__Quoted passage__:
<<<<

Thai Muay Thai fighter

Pichit Faisila (พิชิต ฝ่ายศิลา; born: March 25, 1966), known professionally as Wanpichit Kaennorasing (วันพิชิต แก่นนรสิงห์), is a Thai former Muay Thai fighter. He is a former two-division Rajadamnern Stadium champion who fought during the 1980s.

==Biography and career==

Pichit Fasila started training in Muay Thai with his uncle, a former fighter named Songsak Klongphachon. He started competing in the provinces out of Kaennorasing gym where he would adopt the ring name Wanpichit Kaennorasing. He later joined Jocky gym to start competing in Bangkok in 1984.

Known for his fight IQ, Wanpichit he was considered a top fighter of the Bangkok circuit between 1986 and 1989. During this period he defeated many notable champions such as Langsuan Panyuthaphum, Kongnapa Watcharawit, Lankrung Kiatkriankgrai, Namphon Nongkeepahuyuth and Jampatong Na Nontachai. He also captured two stadium titles in 1987 and 1988 defeating Phayakdam Yutthakit for the Rajadamnern Stadium Super Flyweight title and Boonam Sor.Jarunee for the Rajadamnern Stadium Bantamweight title.

>>>>

__Activities__:
• A. List every champion the fighter biography names after the words "defeated many notable champions such as".
• B. Write out the portion of the fighter biography that begins at the words "Pichit Fasila started" and stops after the words "Bangkok in 1984.".

__Extracted material__:

<<<<

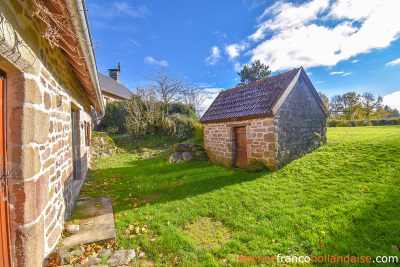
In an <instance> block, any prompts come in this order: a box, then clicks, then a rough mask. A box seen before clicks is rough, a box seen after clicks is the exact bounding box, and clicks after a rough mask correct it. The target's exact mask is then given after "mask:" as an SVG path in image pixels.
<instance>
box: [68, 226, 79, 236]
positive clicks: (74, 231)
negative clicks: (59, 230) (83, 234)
mask: <svg viewBox="0 0 400 267" xmlns="http://www.w3.org/2000/svg"><path fill="white" fill-rule="evenodd" d="M65 230H66V231H67V232H70V233H71V234H76V233H77V232H79V225H78V224H71V225H68V226H67V227H66V228H65Z"/></svg>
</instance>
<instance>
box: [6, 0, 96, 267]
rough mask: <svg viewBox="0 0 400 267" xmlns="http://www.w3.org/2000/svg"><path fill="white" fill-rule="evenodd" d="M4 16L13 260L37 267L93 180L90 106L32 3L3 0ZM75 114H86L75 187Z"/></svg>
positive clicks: (82, 131)
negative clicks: (6, 83) (40, 20)
mask: <svg viewBox="0 0 400 267" xmlns="http://www.w3.org/2000/svg"><path fill="white" fill-rule="evenodd" d="M0 12H1V13H0V20H1V21H0V23H1V24H2V28H1V30H0V38H1V40H2V42H1V43H0V55H1V56H0V62H1V63H0V69H2V70H3V71H4V72H5V73H6V78H7V96H6V103H7V104H6V105H7V108H6V112H7V127H6V128H7V144H6V145H7V157H8V160H7V164H8V170H9V174H10V175H9V179H8V185H9V197H10V198H9V202H10V228H11V229H10V230H11V242H12V244H11V245H12V254H13V255H12V258H13V261H14V266H29V267H35V266H41V265H42V261H43V259H44V257H45V256H46V255H47V254H48V253H49V252H51V250H52V249H53V248H54V247H55V246H56V243H57V241H58V240H59V238H60V234H61V230H62V227H63V224H64V221H65V219H66V217H67V216H68V213H69V212H70V210H71V209H72V207H73V205H74V200H75V197H76V195H77V193H78V192H79V189H80V186H81V184H82V182H83V179H84V177H85V175H86V170H87V169H86V167H87V164H88V160H89V158H88V155H89V154H88V146H87V144H86V142H85V141H86V140H85V139H86V137H85V127H84V125H85V124H86V123H87V122H90V121H91V118H90V104H89V101H88V99H87V97H86V96H85V94H84V93H83V90H82V88H81V85H80V83H79V82H78V80H77V78H76V77H75V75H74V74H73V71H72V69H71V67H70V64H69V63H68V61H67V60H66V59H65V58H64V56H63V53H62V52H61V51H60V49H58V48H55V49H52V48H50V46H49V45H48V44H47V42H46V41H45V40H44V39H43V38H42V30H43V25H42V24H41V23H40V22H39V21H38V20H37V19H33V18H32V17H31V14H32V12H33V10H32V3H31V2H30V1H15V0H5V1H1V2H0ZM71 109H75V110H76V111H77V112H78V114H79V116H78V117H79V120H78V121H77V122H76V128H77V133H78V138H76V140H78V143H77V144H76V145H77V149H76V156H77V157H78V158H77V162H79V164H78V165H79V166H80V169H79V170H78V172H77V177H76V178H77V180H75V181H74V177H73V156H72V155H73V154H72V153H73V149H72V131H71V128H72V122H71Z"/></svg>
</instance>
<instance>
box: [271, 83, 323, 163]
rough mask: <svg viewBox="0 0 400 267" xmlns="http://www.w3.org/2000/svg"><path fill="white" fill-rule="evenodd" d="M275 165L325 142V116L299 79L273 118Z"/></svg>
mask: <svg viewBox="0 0 400 267" xmlns="http://www.w3.org/2000/svg"><path fill="white" fill-rule="evenodd" d="M274 126H275V130H274V131H275V138H276V149H275V155H276V161H277V166H278V167H281V166H283V165H284V164H286V163H288V162H290V161H292V160H294V159H296V158H299V157H301V156H302V155H304V154H306V153H310V152H311V151H312V150H313V149H315V148H317V147H319V146H320V145H321V144H322V143H323V142H324V141H326V117H325V114H324V113H323V111H322V109H321V108H320V107H319V105H318V103H317V102H316V100H315V98H314V97H313V95H312V94H311V91H310V89H308V87H307V85H306V83H305V81H304V80H303V78H300V79H299V80H298V81H297V83H296V85H295V86H294V88H293V89H292V91H291V92H290V93H289V95H288V97H287V98H286V100H285V101H284V102H283V103H282V105H281V107H280V108H279V110H278V112H277V114H276V116H275V118H274Z"/></svg>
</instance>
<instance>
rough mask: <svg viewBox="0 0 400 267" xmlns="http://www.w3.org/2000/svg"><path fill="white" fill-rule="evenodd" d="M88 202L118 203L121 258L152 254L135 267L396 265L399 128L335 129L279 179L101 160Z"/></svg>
mask: <svg viewBox="0 0 400 267" xmlns="http://www.w3.org/2000/svg"><path fill="white" fill-rule="evenodd" d="M82 195H84V196H91V197H102V196H110V197H111V198H112V199H113V203H114V204H113V205H114V211H115V213H116V229H117V242H118V244H119V248H121V247H122V248H135V249H138V250H139V251H144V252H145V253H146V257H145V258H147V259H146V260H142V261H138V262H132V265H133V266H135V265H138V266H139V265H142V266H145V265H146V264H154V265H155V266H172V265H178V266H214V265H216V266H219V265H225V264H230V265H233V266H236V265H239V263H238V258H239V256H240V255H250V256H253V255H256V256H273V255H277V254H281V255H298V256H300V255H303V256H304V255H305V256H307V255H311V254H313V255H318V256H320V255H324V254H330V255H334V254H337V255H343V256H344V255H347V254H350V255H357V254H359V255H365V256H367V255H369V256H371V257H372V258H374V257H376V256H379V255H381V256H389V255H393V256H399V258H400V254H399V252H398V251H396V250H398V248H399V247H400V127H399V126H379V127H362V128H330V129H329V130H328V143H327V144H326V145H325V146H323V147H321V148H319V149H318V150H316V151H314V152H313V153H311V154H308V155H306V156H304V157H302V158H301V159H298V160H295V161H293V162H292V163H290V164H288V165H287V166H285V167H284V168H282V169H281V170H279V171H277V172H274V173H258V174H248V173H245V172H244V171H242V170H238V169H233V168H225V167H222V166H217V165H215V164H212V163H209V162H202V161H195V162H190V163H181V164H169V163H168V162H167V161H166V158H165V156H164V157H161V158H157V159H153V160H138V159H137V158H136V156H135V155H134V154H123V155H118V156H115V157H111V158H105V159H102V160H100V163H99V170H98V171H96V172H95V173H94V174H92V175H91V177H90V179H89V180H88V181H87V183H86V184H85V185H84V187H83V189H82ZM137 233H139V234H137ZM276 265H277V266H279V265H280V264H276ZM357 265H358V264H354V266H357ZM240 266H244V264H240ZM302 266H304V265H302ZM327 266H336V265H335V264H327Z"/></svg>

>>>>

__Answers to this exercise__:
• A.
Langsuan Panyuthaphum
Kongnapa Watcharawit
Lankrung Kiatkriankgrai
Namphon Nongkeepahuyuth
Jampatong Na Nontachai

• B.
Pichit Fasila started training in Muay Thai with his uncle, a former fighter named Songsak Klongphachon. He started competing in the provinces out of Kaennorasing gym where he would adopt the ring name Wanpichit Kaennorasing. He later joined Jocky gym to start competing in Bangkok in 1984.